• Passage
* * *
Vision Christian Radio is an Australian narrowcast radio station owned and operated by Vision Christian Media, an affiliate of United Christian Broadcasters. It broadcasts a Christian radio format of music and talk from studios in the Brisbane suburb of Underwood, to a network of more than 720 AM and FM radio frequencies.

The station first broadcast on 1 February 1999 as Vision FM, with a single transmitter located at Beaudesert, Queensland. By 2001 it had established around 40 transmission sites, and 156 by 2004. The network's growth was assisted first by the purchase of 16 High-Powered Open Narrowcast (HPON) licenses in Western Sydney in 2002, and thereafter other HPON licenses in Victoria and Western Australia. In 2016, the Australian Communications and Media Authority (ACMA) reported that it had 507 radio transmitters across Australia in all mainland states.

Programming and availability
A single national programming feed is broadcast to more than 780 towns, suburbs and cities in Australia, as well as remote areas via the Viewer Access Satellite Television platform. Major centres covered include Brisbane, Western Sydney, Melbourne, Adelaide, Perth and the Gold Coast.

The station broadcasts a mix of contemporary Christian music, messages from Christian national and international speakers and practical teaching. Vision also produces a national news service which is also syndicated to Christian community radio stations in Australia.
* * *
• Given problem 1
Reproduce the image segmentation entries starting at their first line and ending at the line containing "134 50 L 125", including both of those lines. Leave the pictures out.

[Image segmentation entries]
* * *
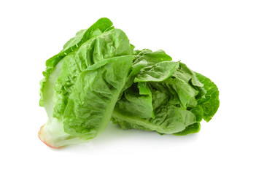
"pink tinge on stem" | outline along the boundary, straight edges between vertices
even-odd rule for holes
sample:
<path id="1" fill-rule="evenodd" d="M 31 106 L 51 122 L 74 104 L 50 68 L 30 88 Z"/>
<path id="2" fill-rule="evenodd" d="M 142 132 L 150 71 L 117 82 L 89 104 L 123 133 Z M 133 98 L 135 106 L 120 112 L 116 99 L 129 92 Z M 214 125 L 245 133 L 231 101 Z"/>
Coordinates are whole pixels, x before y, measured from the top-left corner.
<path id="1" fill-rule="evenodd" d="M 38 137 L 39 138 L 39 139 L 44 143 L 47 146 L 48 146 L 49 147 L 51 148 L 54 148 L 54 149 L 60 149 L 62 148 L 63 147 L 54 147 L 53 145 L 50 145 L 50 144 L 47 143 L 47 141 L 44 139 L 43 139 L 43 131 L 42 131 L 42 128 L 44 128 L 44 125 L 43 125 L 42 126 L 41 126 L 39 131 L 38 132 Z"/>

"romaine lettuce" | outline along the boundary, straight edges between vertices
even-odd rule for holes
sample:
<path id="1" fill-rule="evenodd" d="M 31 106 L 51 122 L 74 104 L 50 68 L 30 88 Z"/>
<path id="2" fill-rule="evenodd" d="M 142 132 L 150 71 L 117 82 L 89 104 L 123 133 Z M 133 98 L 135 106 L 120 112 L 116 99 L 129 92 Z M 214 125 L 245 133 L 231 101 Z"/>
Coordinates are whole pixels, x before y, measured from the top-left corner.
<path id="1" fill-rule="evenodd" d="M 219 105 L 217 86 L 163 50 L 134 50 L 125 34 L 101 18 L 46 61 L 39 132 L 52 147 L 86 141 L 109 121 L 123 129 L 177 136 L 196 133 Z"/>

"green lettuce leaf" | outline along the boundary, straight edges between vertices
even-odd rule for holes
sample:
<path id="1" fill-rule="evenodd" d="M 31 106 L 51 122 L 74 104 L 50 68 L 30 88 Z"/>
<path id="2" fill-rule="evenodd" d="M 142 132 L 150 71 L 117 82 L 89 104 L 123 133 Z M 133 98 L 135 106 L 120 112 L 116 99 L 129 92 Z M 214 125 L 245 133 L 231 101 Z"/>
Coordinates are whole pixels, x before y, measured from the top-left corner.
<path id="1" fill-rule="evenodd" d="M 203 84 L 203 88 L 206 92 L 203 98 L 198 99 L 198 104 L 203 109 L 203 120 L 209 122 L 215 114 L 220 106 L 219 90 L 209 78 L 199 73 L 195 73 L 195 74 L 200 82 Z"/>
<path id="2" fill-rule="evenodd" d="M 110 121 L 134 59 L 125 34 L 112 25 L 100 19 L 47 61 L 40 104 L 48 120 L 39 136 L 48 146 L 84 142 Z"/>

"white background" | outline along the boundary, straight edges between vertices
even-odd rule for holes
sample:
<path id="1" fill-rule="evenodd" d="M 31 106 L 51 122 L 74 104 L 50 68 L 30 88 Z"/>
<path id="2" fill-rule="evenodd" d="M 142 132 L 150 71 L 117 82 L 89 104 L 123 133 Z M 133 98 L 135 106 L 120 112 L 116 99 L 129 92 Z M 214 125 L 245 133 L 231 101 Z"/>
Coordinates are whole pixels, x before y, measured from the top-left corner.
<path id="1" fill-rule="evenodd" d="M 102 17 L 136 49 L 164 50 L 217 85 L 219 110 L 200 133 L 110 124 L 62 149 L 39 141 L 45 61 Z M 1 1 L 0 18 L 0 174 L 256 174 L 255 1 Z"/>

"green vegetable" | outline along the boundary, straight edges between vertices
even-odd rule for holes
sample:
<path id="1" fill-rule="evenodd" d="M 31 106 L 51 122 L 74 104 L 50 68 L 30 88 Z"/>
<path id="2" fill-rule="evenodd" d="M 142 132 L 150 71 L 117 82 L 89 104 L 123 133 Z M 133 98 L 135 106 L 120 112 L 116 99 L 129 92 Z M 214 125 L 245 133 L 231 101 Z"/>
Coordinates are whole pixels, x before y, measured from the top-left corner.
<path id="1" fill-rule="evenodd" d="M 46 61 L 39 105 L 48 115 L 40 139 L 56 148 L 86 141 L 109 121 L 123 129 L 182 136 L 198 132 L 219 105 L 217 86 L 163 50 L 134 50 L 101 18 Z"/>
<path id="2" fill-rule="evenodd" d="M 171 58 L 166 61 L 166 57 L 148 50 L 144 52 L 133 52 L 137 58 L 133 69 L 142 62 L 143 66 L 133 76 L 132 86 L 117 102 L 112 122 L 123 129 L 155 131 L 177 136 L 198 132 L 202 118 L 209 122 L 218 109 L 216 85 L 182 63 L 171 61 Z M 154 62 L 147 59 L 152 57 Z M 147 93 L 141 93 L 141 82 L 147 87 Z"/>
<path id="3" fill-rule="evenodd" d="M 125 33 L 102 18 L 47 60 L 40 105 L 48 121 L 41 128 L 40 139 L 60 147 L 101 133 L 127 82 L 131 51 Z"/>

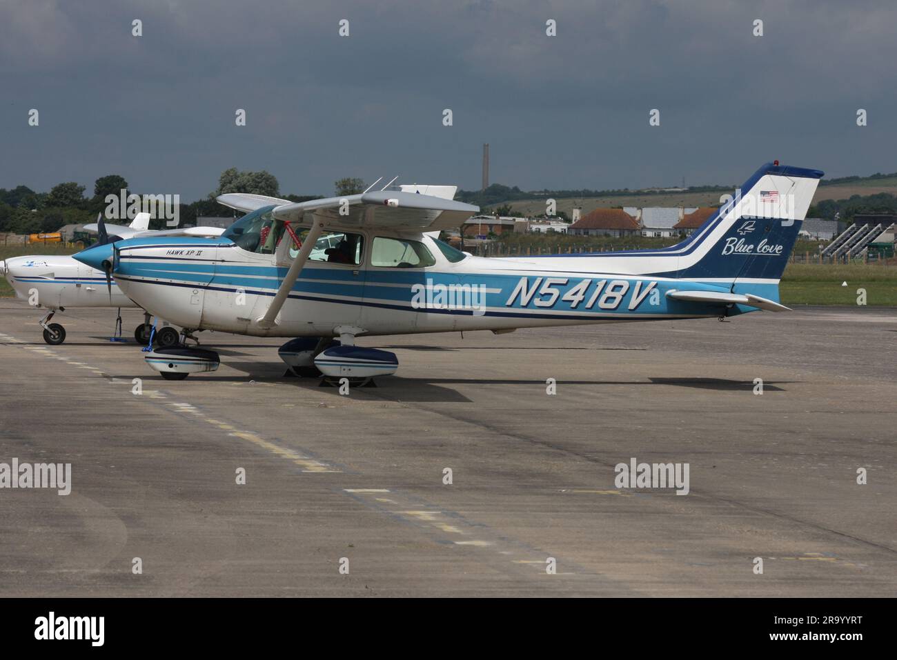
* * *
• Given problem 2
According to the passage about Vision Christian Radio, in which suburb are the station's studios located?

• Task response 1
"pink tinge on stem" | outline along the boundary, straight edges between vertices
even-odd rule for holes
sample:
<path id="1" fill-rule="evenodd" d="M 31 106 L 51 122 L 74 104 L 50 68 L 30 88 Z"/>
<path id="2" fill-rule="evenodd" d="M 142 132 L 150 71 L 117 82 L 89 104 L 123 133 Z M 133 98 L 135 106 L 120 112 L 116 99 L 129 92 Z M 214 125 L 245 133 L 231 101 Z"/>
Coordinates are whole pixels, x before y, measured from the top-left corner.
<path id="1" fill-rule="evenodd" d="M 38 137 L 39 138 L 39 139 L 44 143 L 47 146 L 48 146 L 49 147 L 51 148 L 54 148 L 54 149 L 60 149 L 62 148 L 63 147 L 54 147 L 53 145 L 50 145 L 50 144 L 47 143 L 47 141 L 44 139 L 43 139 L 43 131 L 42 131 L 42 128 L 44 128 L 44 125 L 43 125 L 42 126 L 41 126 L 39 131 L 38 132 Z"/>

"romaine lettuce" | outline along the boundary, straight edges between vertices
even-odd rule for holes
sample:
<path id="1" fill-rule="evenodd" d="M 31 106 L 51 122 L 74 104 L 50 68 L 30 88 Z"/>
<path id="2" fill-rule="evenodd" d="M 142 132 L 150 71 L 117 82 L 89 104 L 123 133 Z M 133 98 L 135 106 L 120 112 L 116 99 L 129 92 Z M 214 125 L 245 133 L 231 101 Z"/>
Coordinates are whole pixels, x before y, measured from the top-left corner.
<path id="1" fill-rule="evenodd" d="M 219 105 L 217 86 L 163 50 L 134 50 L 125 34 L 101 18 L 46 61 L 39 132 L 52 147 L 86 141 L 109 121 L 123 129 L 177 136 L 196 133 Z"/>

• Task response 2
Underwood, in Brisbane.